**How to complete this task**
Exact repetition of the data is the whole task.

**Supplied records**

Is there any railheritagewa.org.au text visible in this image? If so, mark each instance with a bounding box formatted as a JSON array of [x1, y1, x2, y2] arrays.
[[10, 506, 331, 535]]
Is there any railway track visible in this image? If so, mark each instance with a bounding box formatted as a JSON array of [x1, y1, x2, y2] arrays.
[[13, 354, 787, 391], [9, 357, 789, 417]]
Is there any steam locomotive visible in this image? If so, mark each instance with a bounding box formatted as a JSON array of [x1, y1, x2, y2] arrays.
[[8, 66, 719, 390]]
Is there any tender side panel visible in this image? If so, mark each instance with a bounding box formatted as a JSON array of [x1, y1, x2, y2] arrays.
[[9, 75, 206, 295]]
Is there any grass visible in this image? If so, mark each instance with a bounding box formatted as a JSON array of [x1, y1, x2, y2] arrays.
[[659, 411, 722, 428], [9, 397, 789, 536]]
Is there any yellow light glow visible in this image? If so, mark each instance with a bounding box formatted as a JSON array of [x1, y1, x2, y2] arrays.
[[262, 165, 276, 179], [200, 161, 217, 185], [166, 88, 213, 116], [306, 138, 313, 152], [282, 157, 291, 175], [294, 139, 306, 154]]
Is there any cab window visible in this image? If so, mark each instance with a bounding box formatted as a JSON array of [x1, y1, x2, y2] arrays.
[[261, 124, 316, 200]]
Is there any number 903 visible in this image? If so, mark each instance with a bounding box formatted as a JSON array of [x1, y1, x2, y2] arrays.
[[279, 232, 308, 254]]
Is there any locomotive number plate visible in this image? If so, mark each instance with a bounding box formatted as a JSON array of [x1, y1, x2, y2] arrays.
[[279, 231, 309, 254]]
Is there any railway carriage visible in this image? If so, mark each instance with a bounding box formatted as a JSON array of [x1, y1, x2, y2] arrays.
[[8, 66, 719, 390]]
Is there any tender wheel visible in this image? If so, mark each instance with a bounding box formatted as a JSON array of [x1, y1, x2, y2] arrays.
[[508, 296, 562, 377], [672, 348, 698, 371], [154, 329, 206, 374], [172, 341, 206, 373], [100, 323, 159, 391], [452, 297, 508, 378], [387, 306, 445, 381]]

**Written solution**
Is there any railheritagewa.org.au text visible in this image? If so, mark each instance with a bounding box formatted as a JSON array of [x1, y1, x2, y2] arrays.
[[10, 506, 331, 535]]
Is there any railway track visible in this image? If so, mark each instance with a bounding box formatted as a JSON array of [x1, y1, x2, y2] arrays.
[[13, 354, 787, 391], [9, 357, 789, 417]]
Is there any steam locomotive visible in this image? If so, mark each instance with a bounding box formatted as a JSON array of [x1, y1, x2, y2] arrays.
[[8, 66, 719, 390]]
Is there any tender side panel visible in this image? If so, mark each instance with a bounding box formatted as a JSON array of [x1, y1, x2, y2] arrays.
[[9, 75, 206, 295]]
Is there any grass visible in this image? If so, mark each instance with a bounding box formatted as a JSON array of [x1, y1, x2, y2] arrays.
[[659, 411, 722, 428], [9, 397, 789, 536]]
Is there any yellow light glow visible in this image? If so, mark each instance with a bounding box formatted as a JSON array of [x1, y1, x2, y2] arrays.
[[262, 165, 276, 179], [200, 161, 217, 185], [166, 88, 213, 116], [306, 138, 313, 152], [282, 157, 291, 175], [294, 139, 306, 154]]
Is there any cab window visible in this image? If so, mark each instance with a bounding box formatted as a JSON array of [x1, y1, x2, y2] arrays.
[[261, 124, 316, 200]]
Is there any number 903 visible in this image? If so, mark each instance with a bounding box formatted as a JSON array of [x1, y1, x2, y2] arrays.
[[279, 232, 308, 254]]
Is there any locomotive number plate visible in this image? If so, mark each instance with a bounding box formatted as a JSON array of [x1, y1, x2, y2] arrays.
[[279, 231, 309, 254]]
Is there any railway carriage visible in this image? If so, mark each instance with a bounding box formatted as a JSON array of [x1, y1, x2, y2] arrays.
[[8, 66, 719, 390]]
Is there any tender wheel visible in this image? If so, mark each instance with a bounding box formatted as a JSON array of [x1, y1, x2, y2] arrays.
[[508, 296, 562, 377], [672, 348, 698, 371], [154, 329, 206, 374], [172, 341, 206, 373], [100, 323, 159, 391], [452, 297, 508, 378], [387, 306, 445, 381]]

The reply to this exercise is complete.